# Fastest easiest way to backup sd card



## Lurch81 (Jun 13, 2011)

What's the fastest way? I've tried USB copy and paste but after an hour + it was still calculating time hadn't even started yet. Is there a better way than this that won't make my phone unusable for the entire day?


----------



## razorloves (Jun 7, 2011)

in terminal/command prompt:
adb pull /sdcard/ sdcard


----------



## hlaalu (Jul 13, 2012)

Do you have the latest drivers? Sounds like something is fishy with your computer if it takes that long just to calculate the time.


----------



## Lurch81 (Jun 13, 2011)

I believe i do have latest drivers...going to try and update then try adb see how that goes thx


----------



## Skylinez (Jan 26, 2012)

Information supplied |

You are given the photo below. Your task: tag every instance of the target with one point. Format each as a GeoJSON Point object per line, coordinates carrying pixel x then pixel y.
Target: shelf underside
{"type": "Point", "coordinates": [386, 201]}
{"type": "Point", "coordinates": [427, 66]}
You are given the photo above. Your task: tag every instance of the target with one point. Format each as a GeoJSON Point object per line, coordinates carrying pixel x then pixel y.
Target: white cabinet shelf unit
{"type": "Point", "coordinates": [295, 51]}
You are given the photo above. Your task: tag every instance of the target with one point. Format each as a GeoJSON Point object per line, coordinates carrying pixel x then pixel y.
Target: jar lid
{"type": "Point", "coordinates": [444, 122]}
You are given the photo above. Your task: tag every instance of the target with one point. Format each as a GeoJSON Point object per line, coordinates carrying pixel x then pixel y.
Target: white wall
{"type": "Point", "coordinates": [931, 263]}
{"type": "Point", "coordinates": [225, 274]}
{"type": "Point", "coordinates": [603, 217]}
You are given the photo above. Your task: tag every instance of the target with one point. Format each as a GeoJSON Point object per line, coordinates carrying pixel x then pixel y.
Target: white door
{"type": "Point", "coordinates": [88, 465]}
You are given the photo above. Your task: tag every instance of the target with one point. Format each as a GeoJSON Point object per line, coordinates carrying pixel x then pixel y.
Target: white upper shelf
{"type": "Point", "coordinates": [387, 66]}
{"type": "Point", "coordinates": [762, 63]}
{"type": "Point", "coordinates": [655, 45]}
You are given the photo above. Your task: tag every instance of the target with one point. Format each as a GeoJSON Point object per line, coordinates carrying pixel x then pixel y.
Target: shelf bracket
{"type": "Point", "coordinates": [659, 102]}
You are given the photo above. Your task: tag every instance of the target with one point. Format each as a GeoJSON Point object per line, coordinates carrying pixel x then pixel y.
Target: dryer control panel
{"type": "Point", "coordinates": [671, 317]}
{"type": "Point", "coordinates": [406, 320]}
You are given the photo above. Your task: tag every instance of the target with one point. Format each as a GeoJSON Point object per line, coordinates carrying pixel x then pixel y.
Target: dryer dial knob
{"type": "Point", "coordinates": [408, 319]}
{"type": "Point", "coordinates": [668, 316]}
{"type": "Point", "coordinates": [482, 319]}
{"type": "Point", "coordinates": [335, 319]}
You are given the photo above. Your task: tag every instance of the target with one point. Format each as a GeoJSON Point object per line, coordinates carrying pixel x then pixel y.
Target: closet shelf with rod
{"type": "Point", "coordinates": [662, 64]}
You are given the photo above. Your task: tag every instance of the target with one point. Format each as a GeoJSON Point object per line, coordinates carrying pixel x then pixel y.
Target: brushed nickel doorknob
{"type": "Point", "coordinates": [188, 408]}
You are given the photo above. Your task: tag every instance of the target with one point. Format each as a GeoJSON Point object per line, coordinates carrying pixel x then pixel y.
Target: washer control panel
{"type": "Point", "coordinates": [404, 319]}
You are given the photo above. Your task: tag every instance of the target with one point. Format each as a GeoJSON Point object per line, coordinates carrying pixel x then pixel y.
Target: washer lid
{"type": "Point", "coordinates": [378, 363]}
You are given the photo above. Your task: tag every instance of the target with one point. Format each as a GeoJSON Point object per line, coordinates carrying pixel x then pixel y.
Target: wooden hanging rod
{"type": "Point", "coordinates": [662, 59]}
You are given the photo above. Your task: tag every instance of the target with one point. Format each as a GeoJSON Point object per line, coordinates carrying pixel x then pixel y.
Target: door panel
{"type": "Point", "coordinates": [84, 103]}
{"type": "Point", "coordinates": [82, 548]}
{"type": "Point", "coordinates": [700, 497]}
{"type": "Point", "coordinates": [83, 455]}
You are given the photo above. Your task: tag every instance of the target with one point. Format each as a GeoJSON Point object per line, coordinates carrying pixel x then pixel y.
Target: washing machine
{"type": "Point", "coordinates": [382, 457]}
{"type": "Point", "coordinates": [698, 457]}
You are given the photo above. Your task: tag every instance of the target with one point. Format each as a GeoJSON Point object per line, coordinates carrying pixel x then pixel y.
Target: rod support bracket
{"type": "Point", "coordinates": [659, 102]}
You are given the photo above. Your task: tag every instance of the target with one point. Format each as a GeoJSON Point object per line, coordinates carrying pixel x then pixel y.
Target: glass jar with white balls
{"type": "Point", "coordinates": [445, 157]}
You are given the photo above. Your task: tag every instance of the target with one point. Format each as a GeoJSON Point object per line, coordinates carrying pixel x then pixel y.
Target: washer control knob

List of tasks |
(a) Count how many lines of the listing contain the string "shelf", matching case exactly, and reply with only that number.
(b) Pick up the SD card backup thread and write what follows its final line.
The SD card backup thread and the listing have nothing to do with each other.

Expected results |
(a) 5

(b)
I used Galaxy Nexus toolkit to do it. worked very well and took about half an hour.


----------



## barski (Mar 5, 2012)

FolderSync in the Play Store is very slick if you want to backup everyday to a local network share. Best of all it works on wireless. First backup takes a while obviously but after that it just sync's with your server. Generally under 1 minute for mine currently. I have mine set on a schedule to run every night at 2am. Titanium backup does it scheduled backups at 11pm. It's a pretty slick setup.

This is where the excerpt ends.